TO BE DONE
Copy out the stretch of rows below from the line containing "Would you mind pointing out the tiled" through the end of the rows, leaving out the pictures.

SOURCE DATA
# # # # # # #

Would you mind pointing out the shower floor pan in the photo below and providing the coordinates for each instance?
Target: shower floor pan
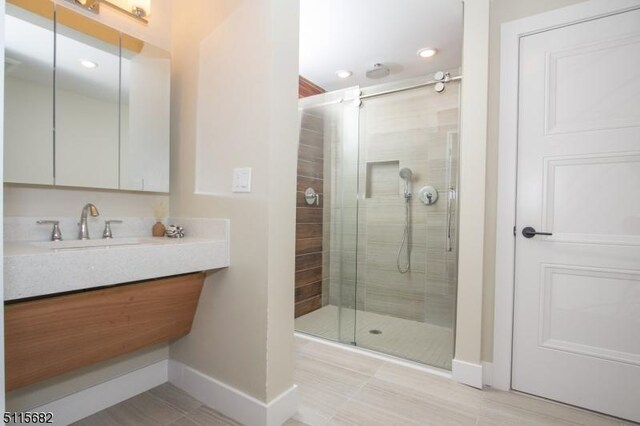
(412, 340)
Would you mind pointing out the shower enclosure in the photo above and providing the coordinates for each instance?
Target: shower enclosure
(387, 205)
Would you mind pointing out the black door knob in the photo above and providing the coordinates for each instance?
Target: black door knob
(530, 232)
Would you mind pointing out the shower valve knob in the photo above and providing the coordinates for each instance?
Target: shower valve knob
(311, 197)
(428, 195)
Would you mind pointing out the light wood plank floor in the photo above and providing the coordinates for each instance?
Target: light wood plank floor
(340, 387)
(165, 405)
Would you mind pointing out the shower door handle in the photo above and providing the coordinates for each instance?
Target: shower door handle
(449, 218)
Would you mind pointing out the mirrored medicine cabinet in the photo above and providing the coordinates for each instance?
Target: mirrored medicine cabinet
(85, 105)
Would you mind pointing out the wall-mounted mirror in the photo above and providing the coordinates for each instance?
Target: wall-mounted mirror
(28, 121)
(144, 116)
(106, 94)
(87, 102)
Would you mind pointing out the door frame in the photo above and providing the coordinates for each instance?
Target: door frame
(511, 33)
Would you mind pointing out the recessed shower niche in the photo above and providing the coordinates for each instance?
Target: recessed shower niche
(381, 179)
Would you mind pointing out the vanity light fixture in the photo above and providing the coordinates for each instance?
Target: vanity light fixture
(88, 64)
(427, 52)
(138, 9)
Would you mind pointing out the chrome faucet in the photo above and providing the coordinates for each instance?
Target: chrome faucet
(84, 229)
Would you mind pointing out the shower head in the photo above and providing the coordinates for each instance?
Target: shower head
(406, 173)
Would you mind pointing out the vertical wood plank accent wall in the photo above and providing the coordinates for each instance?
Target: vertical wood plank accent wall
(309, 218)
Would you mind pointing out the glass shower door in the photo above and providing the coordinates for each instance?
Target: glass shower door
(329, 133)
(407, 251)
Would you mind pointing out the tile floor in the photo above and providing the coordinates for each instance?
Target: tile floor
(340, 387)
(413, 340)
(165, 405)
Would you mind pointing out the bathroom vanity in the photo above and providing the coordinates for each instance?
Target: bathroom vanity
(49, 336)
(73, 303)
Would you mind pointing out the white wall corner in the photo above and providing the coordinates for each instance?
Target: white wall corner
(232, 402)
(467, 373)
(487, 373)
(89, 401)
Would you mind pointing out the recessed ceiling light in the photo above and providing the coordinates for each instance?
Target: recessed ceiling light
(88, 64)
(427, 52)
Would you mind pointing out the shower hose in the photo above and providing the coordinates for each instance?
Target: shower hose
(406, 239)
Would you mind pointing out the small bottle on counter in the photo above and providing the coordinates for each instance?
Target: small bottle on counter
(158, 228)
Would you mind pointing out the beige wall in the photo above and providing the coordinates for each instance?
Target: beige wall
(501, 11)
(234, 91)
(2, 402)
(42, 201)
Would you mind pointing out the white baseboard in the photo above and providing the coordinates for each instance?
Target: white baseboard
(89, 401)
(487, 373)
(232, 402)
(467, 373)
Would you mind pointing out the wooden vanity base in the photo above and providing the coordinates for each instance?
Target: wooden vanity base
(54, 335)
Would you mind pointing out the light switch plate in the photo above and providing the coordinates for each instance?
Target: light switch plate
(241, 180)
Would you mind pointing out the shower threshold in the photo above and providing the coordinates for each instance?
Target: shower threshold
(416, 342)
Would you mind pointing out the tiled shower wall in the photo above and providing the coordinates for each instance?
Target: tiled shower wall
(419, 130)
(308, 278)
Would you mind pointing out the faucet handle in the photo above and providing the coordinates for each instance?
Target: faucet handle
(107, 228)
(56, 235)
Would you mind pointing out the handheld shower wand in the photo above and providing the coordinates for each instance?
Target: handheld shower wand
(406, 174)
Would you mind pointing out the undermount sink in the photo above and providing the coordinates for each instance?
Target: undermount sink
(88, 244)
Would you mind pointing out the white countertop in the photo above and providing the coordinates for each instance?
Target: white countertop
(37, 268)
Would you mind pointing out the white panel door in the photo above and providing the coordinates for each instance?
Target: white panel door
(577, 292)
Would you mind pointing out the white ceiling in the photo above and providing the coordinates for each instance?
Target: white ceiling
(355, 34)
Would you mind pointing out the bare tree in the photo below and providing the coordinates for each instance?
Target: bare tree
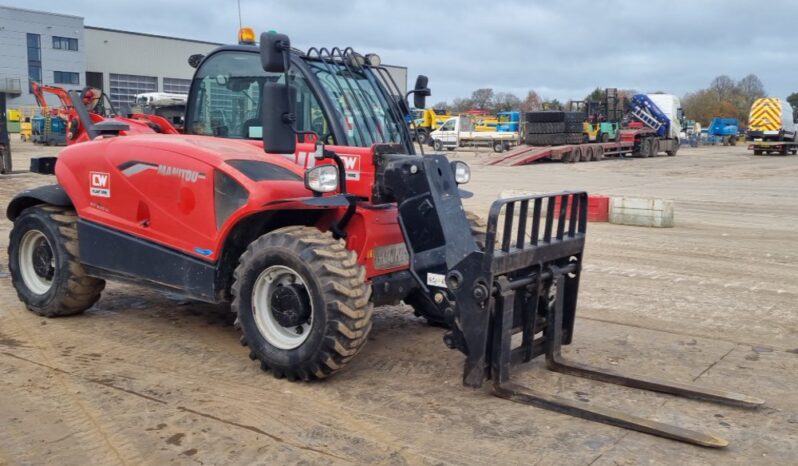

# # # # # # #

REPLY TO THE EXERCISE
Would you mind pointing out the tiled shower wall in the photo above and providing the coordinates for each instance?
Target: tiled shower wall
(419, 130)
(308, 278)
Would you mind pointing out the faucet handle in the photo above and providing the coordinates for each instance?
Target: faucet handle
(107, 228)
(56, 235)
Would you mind pointing out the handheld shower wand in the photo above and providing the coordinates for each instance?
Target: handheld shower wand
(406, 174)
Would you mind pointing out the undermount sink in the photo above and providing the coordinates for each instance?
Target: undermount sink
(88, 244)
Would you mind pointing out the white countertop in the photo above and providing the coordinates for each instance?
Target: white countertop
(37, 268)
Would you mind pointing out the white panel door in the photo above and providing the coordinates for each instance?
Target: white panel door
(577, 292)
Would you mind pointing out the white ceiling in the photo above and providing the coordinates for each instance?
Target: white ceiling
(355, 34)
Would you mind pointing out the bare tree in the photo below and providing the coordinates for each instance?
Target: bare tree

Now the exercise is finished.